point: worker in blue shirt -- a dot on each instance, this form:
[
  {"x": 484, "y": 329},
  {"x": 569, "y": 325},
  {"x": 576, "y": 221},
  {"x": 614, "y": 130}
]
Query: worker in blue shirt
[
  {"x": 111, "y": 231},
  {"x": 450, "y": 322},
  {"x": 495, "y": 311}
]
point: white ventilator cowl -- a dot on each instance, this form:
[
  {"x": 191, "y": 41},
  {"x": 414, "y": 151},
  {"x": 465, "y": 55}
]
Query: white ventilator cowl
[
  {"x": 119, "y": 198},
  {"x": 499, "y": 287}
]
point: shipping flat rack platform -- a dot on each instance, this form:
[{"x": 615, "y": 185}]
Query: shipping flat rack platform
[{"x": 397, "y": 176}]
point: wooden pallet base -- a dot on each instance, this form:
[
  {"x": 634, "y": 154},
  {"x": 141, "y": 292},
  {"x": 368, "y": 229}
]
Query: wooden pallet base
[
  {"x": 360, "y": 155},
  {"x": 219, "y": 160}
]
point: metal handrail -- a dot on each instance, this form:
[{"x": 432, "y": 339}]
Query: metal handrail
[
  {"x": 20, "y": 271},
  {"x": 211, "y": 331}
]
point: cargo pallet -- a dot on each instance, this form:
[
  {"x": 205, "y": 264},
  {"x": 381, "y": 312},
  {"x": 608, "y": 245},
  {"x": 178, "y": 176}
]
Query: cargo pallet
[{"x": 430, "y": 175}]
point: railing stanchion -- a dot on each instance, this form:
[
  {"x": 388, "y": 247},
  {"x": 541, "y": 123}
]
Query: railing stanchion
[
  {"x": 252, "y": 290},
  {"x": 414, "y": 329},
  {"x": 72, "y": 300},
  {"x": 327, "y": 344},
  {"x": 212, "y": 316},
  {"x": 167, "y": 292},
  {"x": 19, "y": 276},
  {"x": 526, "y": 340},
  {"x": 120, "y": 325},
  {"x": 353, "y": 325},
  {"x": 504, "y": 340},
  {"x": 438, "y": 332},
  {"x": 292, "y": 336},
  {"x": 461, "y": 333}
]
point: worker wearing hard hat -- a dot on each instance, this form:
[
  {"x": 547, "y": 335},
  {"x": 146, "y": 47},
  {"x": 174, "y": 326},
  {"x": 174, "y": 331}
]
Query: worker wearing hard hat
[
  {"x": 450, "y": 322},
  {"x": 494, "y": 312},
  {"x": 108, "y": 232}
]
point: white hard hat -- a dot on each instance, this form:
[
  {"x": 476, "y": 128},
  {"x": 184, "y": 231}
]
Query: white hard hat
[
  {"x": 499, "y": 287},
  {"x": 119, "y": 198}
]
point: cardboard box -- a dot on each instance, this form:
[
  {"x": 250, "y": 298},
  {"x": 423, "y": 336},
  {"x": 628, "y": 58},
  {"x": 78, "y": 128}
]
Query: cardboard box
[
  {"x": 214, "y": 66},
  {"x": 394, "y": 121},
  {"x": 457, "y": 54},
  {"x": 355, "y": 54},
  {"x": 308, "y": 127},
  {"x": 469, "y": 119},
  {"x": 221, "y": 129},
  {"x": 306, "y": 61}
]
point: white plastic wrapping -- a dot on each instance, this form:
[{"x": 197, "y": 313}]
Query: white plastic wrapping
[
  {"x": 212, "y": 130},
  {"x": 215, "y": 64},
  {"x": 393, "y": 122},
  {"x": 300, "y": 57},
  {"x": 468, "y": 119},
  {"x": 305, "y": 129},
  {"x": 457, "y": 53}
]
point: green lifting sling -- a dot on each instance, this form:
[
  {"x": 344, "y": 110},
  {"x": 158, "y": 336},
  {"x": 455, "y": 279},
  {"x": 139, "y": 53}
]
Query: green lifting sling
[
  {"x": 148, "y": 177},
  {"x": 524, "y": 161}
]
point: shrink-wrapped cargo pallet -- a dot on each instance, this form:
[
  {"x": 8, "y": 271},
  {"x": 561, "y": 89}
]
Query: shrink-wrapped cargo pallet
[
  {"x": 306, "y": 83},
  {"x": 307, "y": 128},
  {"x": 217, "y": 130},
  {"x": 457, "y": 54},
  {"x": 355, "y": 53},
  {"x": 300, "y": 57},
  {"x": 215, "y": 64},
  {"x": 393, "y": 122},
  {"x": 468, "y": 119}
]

※

Reproduce every one of the records above verbatim, with nothing altered, added, or left out.

point: worker in blue shirt -- a dot on each instance, this form:
[
  {"x": 484, "y": 329},
  {"x": 569, "y": 325},
  {"x": 576, "y": 221},
  {"x": 614, "y": 130}
]
Query: worker in blue shirt
[
  {"x": 111, "y": 231},
  {"x": 450, "y": 322},
  {"x": 495, "y": 311}
]
point: white ventilator cowl -- a dot on each instance, this form:
[
  {"x": 191, "y": 41},
  {"x": 414, "y": 151},
  {"x": 465, "y": 55}
]
Query: white ventilator cowl
[
  {"x": 119, "y": 198},
  {"x": 499, "y": 287}
]
point: shipping flat rack platform -- a dot on each instance, this form:
[{"x": 615, "y": 185}]
Query: shipping flat rack platform
[{"x": 397, "y": 176}]
point: wooden pallet base -- a dot on each instance, this form:
[
  {"x": 634, "y": 154},
  {"x": 141, "y": 292},
  {"x": 368, "y": 229}
]
Query: wooden pallet base
[
  {"x": 360, "y": 155},
  {"x": 219, "y": 160}
]
point: metal handrail -- a dot on each instance, this form:
[{"x": 432, "y": 339}]
Query: metal handrail
[
  {"x": 20, "y": 271},
  {"x": 211, "y": 331}
]
point: cargo pallet -- a dot on each instance, this form:
[
  {"x": 205, "y": 264},
  {"x": 381, "y": 312},
  {"x": 608, "y": 245},
  {"x": 178, "y": 176}
]
Query: cargo pallet
[{"x": 430, "y": 175}]
point: railing stanchion -- a dot on each instance, this form:
[
  {"x": 388, "y": 247},
  {"x": 541, "y": 123}
]
Query: railing stanchion
[
  {"x": 252, "y": 290},
  {"x": 414, "y": 329},
  {"x": 72, "y": 300},
  {"x": 327, "y": 344},
  {"x": 212, "y": 316},
  {"x": 167, "y": 292},
  {"x": 19, "y": 276},
  {"x": 526, "y": 340},
  {"x": 120, "y": 325},
  {"x": 353, "y": 325},
  {"x": 504, "y": 340},
  {"x": 438, "y": 332},
  {"x": 292, "y": 336},
  {"x": 461, "y": 333}
]
point: worker wearing hard hat -- a dot on each instance, this form:
[
  {"x": 547, "y": 335},
  {"x": 146, "y": 47},
  {"x": 174, "y": 326},
  {"x": 174, "y": 331}
]
Query: worker wearing hard hat
[
  {"x": 450, "y": 322},
  {"x": 494, "y": 312},
  {"x": 108, "y": 232}
]
point: white hard hat -- a dot on each instance, this form:
[
  {"x": 476, "y": 128},
  {"x": 184, "y": 231}
]
Query: white hard hat
[
  {"x": 499, "y": 287},
  {"x": 119, "y": 198}
]
point: cardboard box -- a dot on each instance, this form:
[
  {"x": 250, "y": 298},
  {"x": 423, "y": 336},
  {"x": 628, "y": 58},
  {"x": 78, "y": 128}
]
Query: cardboard box
[
  {"x": 214, "y": 66},
  {"x": 394, "y": 121},
  {"x": 457, "y": 54},
  {"x": 355, "y": 54},
  {"x": 308, "y": 127},
  {"x": 469, "y": 119},
  {"x": 221, "y": 129},
  {"x": 306, "y": 61}
]
point: white plastic wrapping -- a dot on each instance, this form:
[{"x": 197, "y": 313}]
Query: white plastic wrapping
[
  {"x": 212, "y": 130},
  {"x": 215, "y": 64},
  {"x": 393, "y": 122},
  {"x": 300, "y": 57},
  {"x": 468, "y": 119},
  {"x": 305, "y": 129},
  {"x": 457, "y": 53}
]
point: green lifting sling -- a dot on each instance, this form:
[
  {"x": 344, "y": 110},
  {"x": 158, "y": 336},
  {"x": 455, "y": 279},
  {"x": 139, "y": 53}
]
Query: green lifting sling
[
  {"x": 148, "y": 177},
  {"x": 524, "y": 161}
]
point: shrink-wrapped cargo pallet -- a dot on each instance, this form:
[
  {"x": 8, "y": 271},
  {"x": 561, "y": 89}
]
Query: shrink-wrapped cargo pallet
[
  {"x": 306, "y": 83},
  {"x": 307, "y": 128},
  {"x": 217, "y": 130},
  {"x": 457, "y": 54},
  {"x": 355, "y": 53},
  {"x": 300, "y": 57},
  {"x": 215, "y": 64},
  {"x": 393, "y": 122},
  {"x": 468, "y": 119}
]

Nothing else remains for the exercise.